WORK REQUIRED :: Repeat the entire listing exactly as written.
>> Begin DATA FOR THE TASK
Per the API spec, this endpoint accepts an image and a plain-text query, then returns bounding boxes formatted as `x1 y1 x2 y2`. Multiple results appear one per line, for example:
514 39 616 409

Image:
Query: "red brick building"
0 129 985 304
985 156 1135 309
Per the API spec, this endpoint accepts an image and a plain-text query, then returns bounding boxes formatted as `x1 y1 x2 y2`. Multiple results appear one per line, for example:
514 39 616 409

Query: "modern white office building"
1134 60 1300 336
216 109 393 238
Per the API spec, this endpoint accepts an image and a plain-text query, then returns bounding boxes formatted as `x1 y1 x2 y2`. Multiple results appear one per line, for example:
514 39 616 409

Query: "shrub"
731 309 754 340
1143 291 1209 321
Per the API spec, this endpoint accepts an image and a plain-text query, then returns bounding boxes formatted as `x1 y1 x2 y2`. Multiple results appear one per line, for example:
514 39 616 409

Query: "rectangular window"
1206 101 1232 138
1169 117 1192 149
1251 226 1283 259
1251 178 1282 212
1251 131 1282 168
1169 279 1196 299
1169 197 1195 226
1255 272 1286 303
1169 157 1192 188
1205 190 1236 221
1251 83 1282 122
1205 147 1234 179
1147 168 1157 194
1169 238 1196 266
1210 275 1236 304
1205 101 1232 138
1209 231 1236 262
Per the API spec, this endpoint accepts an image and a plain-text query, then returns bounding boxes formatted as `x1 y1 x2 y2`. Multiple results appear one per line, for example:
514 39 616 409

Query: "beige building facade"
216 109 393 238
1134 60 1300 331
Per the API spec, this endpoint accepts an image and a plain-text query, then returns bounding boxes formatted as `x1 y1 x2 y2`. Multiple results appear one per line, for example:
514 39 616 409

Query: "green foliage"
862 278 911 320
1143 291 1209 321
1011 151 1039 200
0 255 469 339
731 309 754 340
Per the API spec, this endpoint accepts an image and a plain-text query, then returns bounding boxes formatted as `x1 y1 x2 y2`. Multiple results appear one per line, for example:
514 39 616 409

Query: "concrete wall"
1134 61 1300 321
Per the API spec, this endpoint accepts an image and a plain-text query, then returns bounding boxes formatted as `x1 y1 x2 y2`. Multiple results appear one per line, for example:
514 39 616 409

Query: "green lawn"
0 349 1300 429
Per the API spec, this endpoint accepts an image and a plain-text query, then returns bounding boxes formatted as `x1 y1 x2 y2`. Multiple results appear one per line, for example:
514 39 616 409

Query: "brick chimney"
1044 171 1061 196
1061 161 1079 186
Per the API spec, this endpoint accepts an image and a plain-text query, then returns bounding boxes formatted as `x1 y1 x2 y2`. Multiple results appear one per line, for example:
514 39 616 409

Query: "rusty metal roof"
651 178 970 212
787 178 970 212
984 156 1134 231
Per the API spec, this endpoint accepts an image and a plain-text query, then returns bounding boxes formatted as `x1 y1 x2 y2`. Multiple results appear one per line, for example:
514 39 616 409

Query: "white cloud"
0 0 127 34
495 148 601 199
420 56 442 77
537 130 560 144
>> End DATA FOR THE TASK
TASK RESULT ::
Per the API spec, this endpoint accepts an image and a plain-text query, then returns bounding boxes formatted as `x1 y1 x2 y2`. Multiple results appear one per line, for example:
514 39 616 409

Image:
Query: "red brick building"
0 129 985 304
985 156 1135 309
Per the API spec, this endpoint accepts an image and a plain-text query, then returns bounding boxes formatted as `x1 y1 x2 y2`. Multiple results appear one per line, for example:
514 39 616 409

Query: "modern white office building"
1134 60 1300 336
216 109 393 238
Per the API spec, this endpoint accepts an image and a plain-text query, then returns bounding boxes formatted as `x1 y1 x2 y2`. Multiple results appear one per line, for example:
514 39 616 409

Query: "shrub"
731 309 754 340
1143 291 1209 321
Per the API spec, this endpoint accepts an image and a plain-text query, then returns bounding boxes formatted as `x1 y1 x2 y2`. Multiple results appear one per line, for example:
514 39 616 409

Query: "rectangular window"
1206 101 1232 138
1169 117 1192 149
1251 226 1283 259
1251 178 1282 212
1251 131 1282 168
1169 279 1196 299
1169 197 1195 226
1255 272 1286 303
1169 157 1192 188
1205 190 1236 221
1251 83 1282 122
1205 147 1234 179
1147 168 1157 194
1169 238 1196 266
1210 275 1236 304
1205 101 1232 138
1209 231 1236 262
Per the API spec, this endpoint accepts an image and a plain-text query, then returns bounding boxes formatted as `x1 y1 x2 y2`. Multiple results appear one per line, for example:
514 39 616 409

Query: "beige building facade"
216 109 393 238
1134 60 1300 331
Per the API spec, this endpoint accepts an image and a plain-text query, then returns bounding boxes formatted as `x1 y1 x2 y2`. Multiple results appear one per line, for example:
514 39 616 409

Query: "green foliage"
862 278 911 320
1143 291 1209 321
1011 151 1039 200
0 255 469 339
731 309 754 340
Per the API spec, this endpoint accepts an image and a plain-text query, then returns bounding boxes formatted as `x1 y1 x2 y2`. Multiple results appear one per line, for example:
514 39 616 409

Query: "concrete wall"
1134 61 1300 321
Per the API spec, this endpoint accepts an image and a plain-text query, then returns bounding boxes formatted as `x1 y1 x2 y2`. Multiple results appear one per line, for example:
514 39 616 409

Query: "green lawn"
0 349 1300 429
Per the API spec, this endpoint accepts an image and a plain-text query, then returns bounding boxes formatted as `x1 y1 x2 y2`. Multiple results appear one per line, for example:
514 39 616 409

Query: "brick chimney"
1044 171 1061 196
1061 161 1079 186
Per the API spec, this endpoint accepts an image and a plain-text query, then returns bounding boxes formatted as `x1 y1 x2 y2`. Multiple results appear one per line, for example:
514 39 616 409

Query: "rusty metal roof"
651 178 970 212
787 178 970 212
984 156 1134 231
Per the API spec, this endpoint accepts an image and a plain-text query, then returns bounding boxes formatted as `x1 y1 x2 y2`. Multiple results appear one per line, for example:
514 39 616 409

Query: "white cloud"
0 0 127 34
495 148 601 199
420 56 442 77
537 130 560 144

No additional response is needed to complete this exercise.